> [WHAT IS NEEDED]:
Check each line below for "door" and say how many have it, with no other words.

> [INFORMATION GIVEN]:
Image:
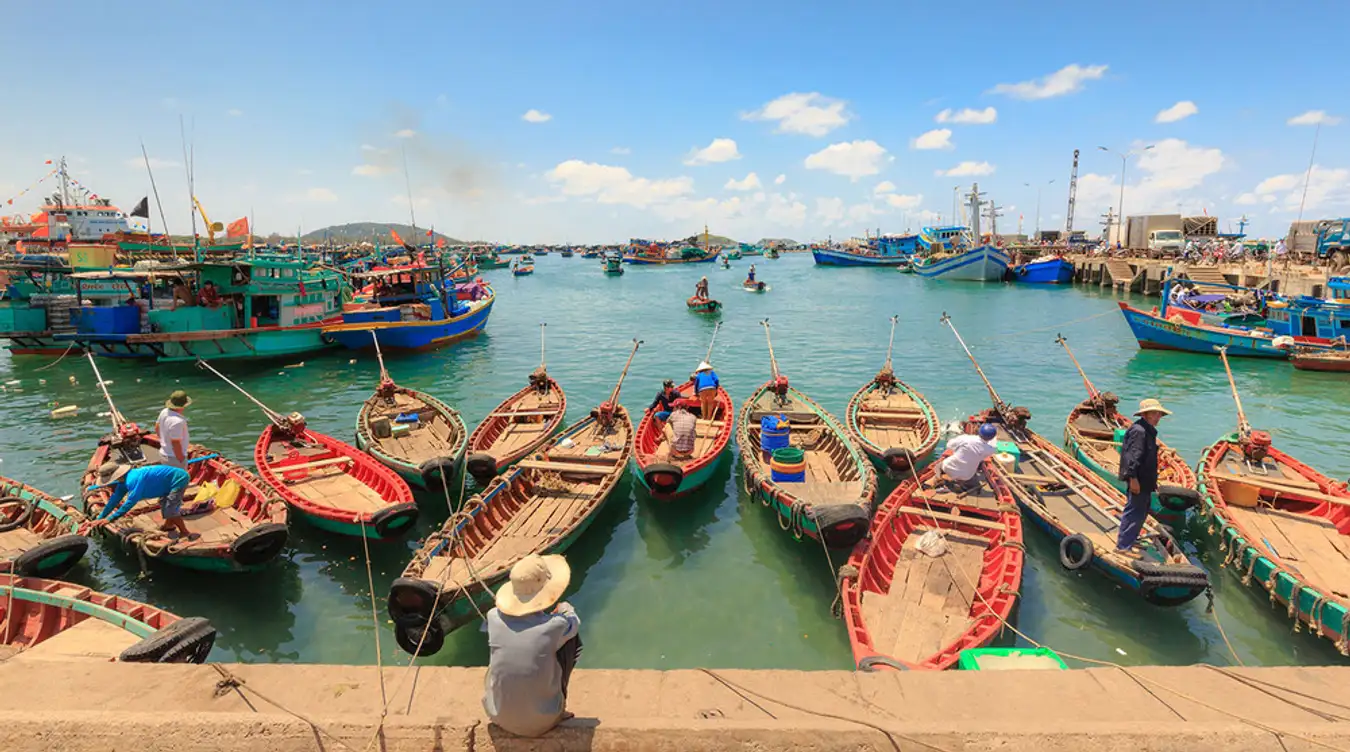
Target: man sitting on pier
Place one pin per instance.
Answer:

---

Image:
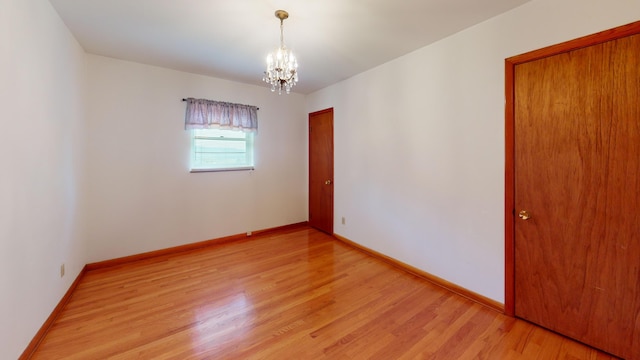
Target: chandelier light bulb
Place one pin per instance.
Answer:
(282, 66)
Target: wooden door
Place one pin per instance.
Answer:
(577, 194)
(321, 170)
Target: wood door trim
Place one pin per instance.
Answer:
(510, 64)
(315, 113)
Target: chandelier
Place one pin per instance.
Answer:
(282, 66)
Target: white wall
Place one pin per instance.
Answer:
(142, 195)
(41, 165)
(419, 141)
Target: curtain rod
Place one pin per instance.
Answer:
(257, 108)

> [SOLUTION TO THIS TASK]:
2